Stated goal ▸ The data follows this line. Copy verbatim the line with "Where can the woman in" and each line after it to the end.

Data entries ▸
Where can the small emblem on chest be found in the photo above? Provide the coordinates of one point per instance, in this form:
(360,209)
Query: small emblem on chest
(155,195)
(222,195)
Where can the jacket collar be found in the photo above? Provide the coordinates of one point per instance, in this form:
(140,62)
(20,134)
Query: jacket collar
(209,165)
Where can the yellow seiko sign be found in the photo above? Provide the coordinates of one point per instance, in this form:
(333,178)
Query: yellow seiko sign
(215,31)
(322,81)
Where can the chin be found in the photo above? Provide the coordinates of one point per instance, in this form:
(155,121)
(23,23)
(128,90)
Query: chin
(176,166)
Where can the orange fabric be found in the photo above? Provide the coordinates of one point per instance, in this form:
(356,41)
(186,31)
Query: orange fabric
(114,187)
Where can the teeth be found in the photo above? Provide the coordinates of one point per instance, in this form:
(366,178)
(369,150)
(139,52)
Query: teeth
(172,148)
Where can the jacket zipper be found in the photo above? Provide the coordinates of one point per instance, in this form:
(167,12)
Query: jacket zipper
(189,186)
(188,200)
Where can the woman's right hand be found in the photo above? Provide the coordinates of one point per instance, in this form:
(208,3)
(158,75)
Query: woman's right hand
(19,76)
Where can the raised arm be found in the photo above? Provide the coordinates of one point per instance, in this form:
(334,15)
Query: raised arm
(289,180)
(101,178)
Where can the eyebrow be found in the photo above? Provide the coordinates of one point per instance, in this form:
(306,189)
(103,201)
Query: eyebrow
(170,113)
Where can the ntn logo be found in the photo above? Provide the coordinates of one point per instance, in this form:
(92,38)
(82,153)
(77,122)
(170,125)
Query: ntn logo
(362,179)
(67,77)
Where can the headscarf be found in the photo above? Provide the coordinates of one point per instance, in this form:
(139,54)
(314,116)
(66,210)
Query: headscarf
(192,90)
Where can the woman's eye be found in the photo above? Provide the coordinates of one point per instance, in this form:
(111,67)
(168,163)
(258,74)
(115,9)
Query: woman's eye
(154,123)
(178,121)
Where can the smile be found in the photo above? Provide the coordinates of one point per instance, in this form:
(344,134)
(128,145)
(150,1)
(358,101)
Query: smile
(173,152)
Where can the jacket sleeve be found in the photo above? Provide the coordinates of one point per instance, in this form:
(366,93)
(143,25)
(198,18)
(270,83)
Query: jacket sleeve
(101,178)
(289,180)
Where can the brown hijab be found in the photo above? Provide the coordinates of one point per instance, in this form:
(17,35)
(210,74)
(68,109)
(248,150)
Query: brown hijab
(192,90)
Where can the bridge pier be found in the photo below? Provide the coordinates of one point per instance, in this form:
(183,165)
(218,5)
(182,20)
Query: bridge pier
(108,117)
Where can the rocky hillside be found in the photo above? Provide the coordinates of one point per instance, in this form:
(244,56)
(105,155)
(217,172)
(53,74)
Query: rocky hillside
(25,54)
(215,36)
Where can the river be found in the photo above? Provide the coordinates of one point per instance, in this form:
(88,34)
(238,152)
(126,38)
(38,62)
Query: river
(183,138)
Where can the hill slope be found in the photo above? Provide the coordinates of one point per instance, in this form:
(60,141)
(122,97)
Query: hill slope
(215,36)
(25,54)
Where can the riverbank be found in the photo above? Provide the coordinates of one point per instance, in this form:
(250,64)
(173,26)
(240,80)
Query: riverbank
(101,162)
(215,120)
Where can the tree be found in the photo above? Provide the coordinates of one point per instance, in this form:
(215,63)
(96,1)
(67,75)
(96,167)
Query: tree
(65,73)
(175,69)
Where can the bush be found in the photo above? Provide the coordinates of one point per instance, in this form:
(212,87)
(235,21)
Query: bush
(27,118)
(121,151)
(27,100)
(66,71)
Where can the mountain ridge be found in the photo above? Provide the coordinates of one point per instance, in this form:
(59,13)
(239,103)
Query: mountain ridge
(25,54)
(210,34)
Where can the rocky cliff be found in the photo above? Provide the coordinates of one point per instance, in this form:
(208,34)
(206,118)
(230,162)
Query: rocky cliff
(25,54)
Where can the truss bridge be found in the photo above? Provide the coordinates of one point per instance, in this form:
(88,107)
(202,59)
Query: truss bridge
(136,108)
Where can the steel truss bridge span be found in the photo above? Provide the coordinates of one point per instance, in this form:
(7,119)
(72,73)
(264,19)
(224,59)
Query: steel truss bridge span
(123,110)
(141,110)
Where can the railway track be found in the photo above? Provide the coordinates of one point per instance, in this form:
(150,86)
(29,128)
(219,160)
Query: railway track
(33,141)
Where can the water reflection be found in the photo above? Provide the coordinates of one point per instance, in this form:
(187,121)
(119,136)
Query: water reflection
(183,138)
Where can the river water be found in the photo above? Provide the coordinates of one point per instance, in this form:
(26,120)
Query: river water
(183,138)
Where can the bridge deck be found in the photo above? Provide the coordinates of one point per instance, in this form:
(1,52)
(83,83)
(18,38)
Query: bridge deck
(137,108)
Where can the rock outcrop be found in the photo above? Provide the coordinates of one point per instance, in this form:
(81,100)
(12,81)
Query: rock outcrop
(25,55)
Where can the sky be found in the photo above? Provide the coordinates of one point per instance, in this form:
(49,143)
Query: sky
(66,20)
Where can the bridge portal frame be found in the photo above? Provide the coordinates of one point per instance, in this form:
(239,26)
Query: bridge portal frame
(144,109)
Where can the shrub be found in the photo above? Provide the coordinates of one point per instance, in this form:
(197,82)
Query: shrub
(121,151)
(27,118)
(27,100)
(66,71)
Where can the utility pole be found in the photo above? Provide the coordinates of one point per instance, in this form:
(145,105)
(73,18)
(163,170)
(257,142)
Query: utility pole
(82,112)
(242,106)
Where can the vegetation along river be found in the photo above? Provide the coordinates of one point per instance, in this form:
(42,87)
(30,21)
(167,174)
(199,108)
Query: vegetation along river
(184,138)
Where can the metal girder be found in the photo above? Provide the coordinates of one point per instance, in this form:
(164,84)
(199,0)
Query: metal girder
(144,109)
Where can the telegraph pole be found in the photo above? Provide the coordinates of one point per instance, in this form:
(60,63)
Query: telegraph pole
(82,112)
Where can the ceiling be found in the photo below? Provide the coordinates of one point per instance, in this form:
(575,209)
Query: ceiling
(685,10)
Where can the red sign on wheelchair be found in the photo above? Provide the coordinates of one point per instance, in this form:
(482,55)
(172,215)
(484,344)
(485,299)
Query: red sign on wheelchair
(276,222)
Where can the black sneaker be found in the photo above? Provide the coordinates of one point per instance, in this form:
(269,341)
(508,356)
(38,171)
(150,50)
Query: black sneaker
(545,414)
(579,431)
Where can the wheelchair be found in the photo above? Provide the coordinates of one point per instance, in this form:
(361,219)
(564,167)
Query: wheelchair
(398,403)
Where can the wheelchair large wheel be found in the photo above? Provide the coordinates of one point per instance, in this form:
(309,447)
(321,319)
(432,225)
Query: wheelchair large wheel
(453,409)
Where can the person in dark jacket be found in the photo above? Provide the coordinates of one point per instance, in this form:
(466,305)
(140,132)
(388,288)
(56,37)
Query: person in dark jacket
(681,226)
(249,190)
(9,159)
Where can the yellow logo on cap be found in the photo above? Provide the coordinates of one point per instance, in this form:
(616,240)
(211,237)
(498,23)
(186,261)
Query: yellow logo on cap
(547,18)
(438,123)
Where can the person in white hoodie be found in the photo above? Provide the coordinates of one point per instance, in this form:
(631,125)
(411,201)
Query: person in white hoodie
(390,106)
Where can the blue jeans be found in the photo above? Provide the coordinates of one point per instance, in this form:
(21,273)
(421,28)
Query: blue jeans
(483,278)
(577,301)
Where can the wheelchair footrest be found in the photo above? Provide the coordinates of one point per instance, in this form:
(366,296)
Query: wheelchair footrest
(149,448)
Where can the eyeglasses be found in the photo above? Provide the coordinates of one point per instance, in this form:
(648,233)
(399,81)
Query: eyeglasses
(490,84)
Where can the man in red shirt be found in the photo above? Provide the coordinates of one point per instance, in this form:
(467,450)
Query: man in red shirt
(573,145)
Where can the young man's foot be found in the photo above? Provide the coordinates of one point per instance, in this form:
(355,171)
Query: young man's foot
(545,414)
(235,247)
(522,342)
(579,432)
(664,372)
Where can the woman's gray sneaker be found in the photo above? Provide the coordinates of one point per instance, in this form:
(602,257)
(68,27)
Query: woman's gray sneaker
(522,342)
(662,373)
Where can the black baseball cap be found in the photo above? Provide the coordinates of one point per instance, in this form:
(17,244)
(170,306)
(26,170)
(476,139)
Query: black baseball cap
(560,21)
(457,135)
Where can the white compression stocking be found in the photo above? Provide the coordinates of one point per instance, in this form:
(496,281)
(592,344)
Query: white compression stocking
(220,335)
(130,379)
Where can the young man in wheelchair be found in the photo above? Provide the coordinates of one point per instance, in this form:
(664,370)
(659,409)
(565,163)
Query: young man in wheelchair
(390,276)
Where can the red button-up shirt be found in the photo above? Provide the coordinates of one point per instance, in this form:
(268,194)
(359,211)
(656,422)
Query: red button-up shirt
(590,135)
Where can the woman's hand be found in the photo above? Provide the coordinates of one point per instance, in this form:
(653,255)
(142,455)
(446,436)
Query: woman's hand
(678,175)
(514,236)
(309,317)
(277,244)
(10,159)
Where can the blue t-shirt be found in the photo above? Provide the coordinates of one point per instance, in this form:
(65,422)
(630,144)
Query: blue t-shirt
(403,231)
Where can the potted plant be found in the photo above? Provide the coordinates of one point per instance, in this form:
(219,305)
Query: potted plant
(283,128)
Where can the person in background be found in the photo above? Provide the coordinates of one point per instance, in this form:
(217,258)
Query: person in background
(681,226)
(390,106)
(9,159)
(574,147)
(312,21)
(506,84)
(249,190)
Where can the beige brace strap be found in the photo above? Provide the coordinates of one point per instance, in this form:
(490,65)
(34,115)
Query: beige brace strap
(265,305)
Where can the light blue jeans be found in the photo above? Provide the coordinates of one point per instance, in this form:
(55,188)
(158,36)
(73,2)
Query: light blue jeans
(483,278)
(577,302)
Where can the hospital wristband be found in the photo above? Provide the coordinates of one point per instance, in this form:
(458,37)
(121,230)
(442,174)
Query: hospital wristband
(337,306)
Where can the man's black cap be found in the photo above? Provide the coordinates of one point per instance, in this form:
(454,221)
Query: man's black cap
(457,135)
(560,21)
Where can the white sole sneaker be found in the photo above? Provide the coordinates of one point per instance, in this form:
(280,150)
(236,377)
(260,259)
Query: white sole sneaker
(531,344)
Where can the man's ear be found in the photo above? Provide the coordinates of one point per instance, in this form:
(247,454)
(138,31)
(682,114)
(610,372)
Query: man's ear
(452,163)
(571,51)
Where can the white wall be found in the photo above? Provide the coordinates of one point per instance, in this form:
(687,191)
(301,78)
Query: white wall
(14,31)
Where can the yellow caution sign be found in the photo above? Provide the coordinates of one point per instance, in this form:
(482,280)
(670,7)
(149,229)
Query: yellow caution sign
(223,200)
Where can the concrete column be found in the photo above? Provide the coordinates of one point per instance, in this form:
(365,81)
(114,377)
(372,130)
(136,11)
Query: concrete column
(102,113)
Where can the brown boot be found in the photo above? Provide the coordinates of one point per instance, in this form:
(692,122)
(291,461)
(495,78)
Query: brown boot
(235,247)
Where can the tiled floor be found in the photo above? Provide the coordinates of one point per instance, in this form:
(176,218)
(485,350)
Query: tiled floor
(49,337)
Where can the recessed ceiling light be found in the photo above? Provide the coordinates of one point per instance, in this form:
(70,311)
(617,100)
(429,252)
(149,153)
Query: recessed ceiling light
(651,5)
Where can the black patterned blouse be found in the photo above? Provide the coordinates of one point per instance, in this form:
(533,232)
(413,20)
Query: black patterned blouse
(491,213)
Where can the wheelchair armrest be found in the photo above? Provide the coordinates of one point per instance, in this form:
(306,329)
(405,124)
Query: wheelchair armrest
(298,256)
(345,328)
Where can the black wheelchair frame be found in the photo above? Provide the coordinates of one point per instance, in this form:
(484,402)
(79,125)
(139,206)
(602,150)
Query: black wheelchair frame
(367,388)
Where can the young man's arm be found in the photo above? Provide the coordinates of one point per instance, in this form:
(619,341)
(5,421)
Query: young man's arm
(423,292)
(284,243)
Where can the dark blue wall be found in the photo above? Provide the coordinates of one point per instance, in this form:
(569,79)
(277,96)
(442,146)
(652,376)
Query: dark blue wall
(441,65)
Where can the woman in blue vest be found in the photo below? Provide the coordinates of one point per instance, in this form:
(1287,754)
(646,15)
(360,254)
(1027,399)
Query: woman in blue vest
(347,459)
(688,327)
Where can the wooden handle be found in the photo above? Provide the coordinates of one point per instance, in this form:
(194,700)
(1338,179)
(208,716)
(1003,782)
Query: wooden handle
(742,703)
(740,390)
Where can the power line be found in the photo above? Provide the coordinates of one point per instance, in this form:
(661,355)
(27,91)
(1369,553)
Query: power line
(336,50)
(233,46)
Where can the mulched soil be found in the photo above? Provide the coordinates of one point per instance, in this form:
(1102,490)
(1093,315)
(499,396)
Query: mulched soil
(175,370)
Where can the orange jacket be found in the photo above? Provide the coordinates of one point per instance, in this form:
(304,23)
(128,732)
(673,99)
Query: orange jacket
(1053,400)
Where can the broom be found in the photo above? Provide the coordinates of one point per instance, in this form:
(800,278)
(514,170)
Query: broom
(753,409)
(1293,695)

Full answer ▸
Where can the woman in blue vest be found in the photo below? Provide the coordinates of one point per instance, in this form:
(1287,754)
(646,15)
(360,254)
(1027,399)
Query: woman in blue vest
(347,459)
(688,327)
Where can the wooden handle be found in the photo above? Provide the coordinates of one point per instance, in this form:
(194,700)
(1338,179)
(208,716)
(1003,782)
Query: wooden handle
(742,703)
(740,390)
Where can the power line be found in the photo above? Provide the coordinates of one point per instance, in this form:
(661,355)
(27,91)
(1369,553)
Query: power line
(336,50)
(233,46)
Where can the mulched soil be found in the photo above? Provide the coordinates of one point per instance, in this form:
(1102,490)
(1093,315)
(499,396)
Query: mulched soil
(175,370)
Where can the orange jacket be found in the photo above? Provide the coordinates of one point per instance, in this form:
(304,23)
(128,732)
(673,99)
Query: orange jacket
(1053,400)
Where can the broom be found in the photo above? Provide the coordinates of one point per instance, in this form:
(800,278)
(514,170)
Query: broom
(753,409)
(1293,695)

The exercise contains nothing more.